#### YOUR TASKS
1. Answer these from the brick patio guide, one line each:
(a) What joint gap does it recommend between units?
(b) What tool does it say works for occasional cuts?
(c) What is plastic paver edging secured with?
2. Swap "plastic paver edging" for "aluminum paver edging" in the stretch of the brick patio guide from "Edging, jointing, and" through "Brick edging options.", and give that stretch back.
3. Supply the next part of the brick patio guide, picking up after its final sentence.

Start laying from a fixed straight edge, usually a wall or a pre-installed edge restraint. Work across the patio, setting each brick by pressing it firmly into the bedding sand without sliding it. Sliding disturbs the sand and creates inconsistencies. Use a rubber mallet to tap each unit down level with its neighbours.

Keeping courses straight and level

Use a taut string line at finished surface height, moved course by course as you progress. Check level across multiple units with a long spirit level or straight edge. Any unit that's high or low should come out, the sand adjusted, and the unit reset. Never try to tap a high brick down after others around it are already locked in, because you'll just disturb everything nearby. Leave joint gaps of around 2–5mm between units. Avoid butting bricks tight against each other (zero gap), which makes straight lines harder to maintain and can cause spalling on the brick edges over time.

Cutting bricks to fit

You'll need to cut bricks for the edges and any obstacles like inspection covers or steps. An angle grinder with a diamond blade works for occasional cuts. For a larger patio, hire or buy a brick splitter or a wet-cut tile saw, which gives cleaner, more accurate cuts and is much safer than freehand angle grinding. Measure each cut individually rather than assuming the gap is consistent all the way along an edge. Walls and fixed structures are rarely perfectly straight.

Edging, jointing, and finishing the surface

Installing edge restraints

Edge restraints lock the perimeter of the patio and stop the whole surface from spreading outward over time. For an unbound sand-set installation, plastic paver edging secured with long galvanized spikes is the most practical option. You can also use soldier-course bricks set in a mortar haunching at the perimeter, which looks great against a garden bed. Install edges before you do the final joint-filling. Brick edging options are a whole sub-topic worth reading about separately if you want the finished look to be a real feature of the design. If you want a cleaner perimeter, learn how to lay brick edging for a patio step by step and lock it in with the right restraints Brick edging options.

Filling the joints

Worker sweeping dry kiln-dried jointing sand into brick joints, close-up of filled joints

Once all the bricks are laid and edging is in place, run a plate compactor over the entire surface to bed everything down firmly. Then sweep dry kiln-dried jointing sand across the surface, working it into the joints with a stiff brush. Run the plate compactor over again, then sweep more sand in. Repeat until the joints are consistently filled. Don't overfill: the sand should sit slightly recessed from the surface, not flush or proud.

#### RECORDED INFORMATION
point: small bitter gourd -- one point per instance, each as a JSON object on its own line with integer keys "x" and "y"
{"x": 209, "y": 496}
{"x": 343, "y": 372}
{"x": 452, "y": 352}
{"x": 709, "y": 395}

#### IN RESPONSE
1.
(a) Around 2–5mm.
(b) An angle grinder with a diamond blade.
(c) Long galvanized spikes.

2.
Edging, jointing, and finishing the surface

Installing edge restraints

Edge restraints lock the perimeter of the patio and stop the whole surface from spreading outward over time. For an unbound sand-set installation, aluminum paver edging secured with long galvanized spikes is the most practical option. You can also use soldier-course bricks set in a mortar haunching at the perimeter, which looks great against a garden bed. Install edges before you do the final joint-filling. Brick edging options are a whole sub-topic worth reading about separately if you want the finished look to be a real feature of the design. If you want a cleaner perimeter, learn how to lay brick edging for a patio step by step and lock it in with the right restraints Brick edging options.

3.
If you're using polymeric sand instead of plain kiln-dried sand, the process has a few extra steps that matter a lot. Polymeric sand contains a binder that activates when wet and hardens the joint, resisting weed growth and ant damage better than plain sand. Follow these steps carefully:

  1. Make sure the surface and joints are completely dry before you start. Wait at least 24 hours after any significant rainfall.
  2. Sweep the polymeric sand into all joints until they're fully filled but slightly recessed from the top.
  3. Compact the surface with a plate compactor to seat the sand deeper into the joints.
  4. Sweep again to fill any gaps, then remove all sand residue from the brick faces before activating. This is critical — any residue left on the surface will haze and bond there.
  5. Activate by watering the surface with a hose on a gentle shower setting. Wet the area thoroughly, wait a few seconds, then wet again. Don't blast it with a hard jet.
  6. Allow to cure for at least 24 hours without rain. Temperature must stay above 0°C (32°F) for at least 48 hours for the binder to set properly.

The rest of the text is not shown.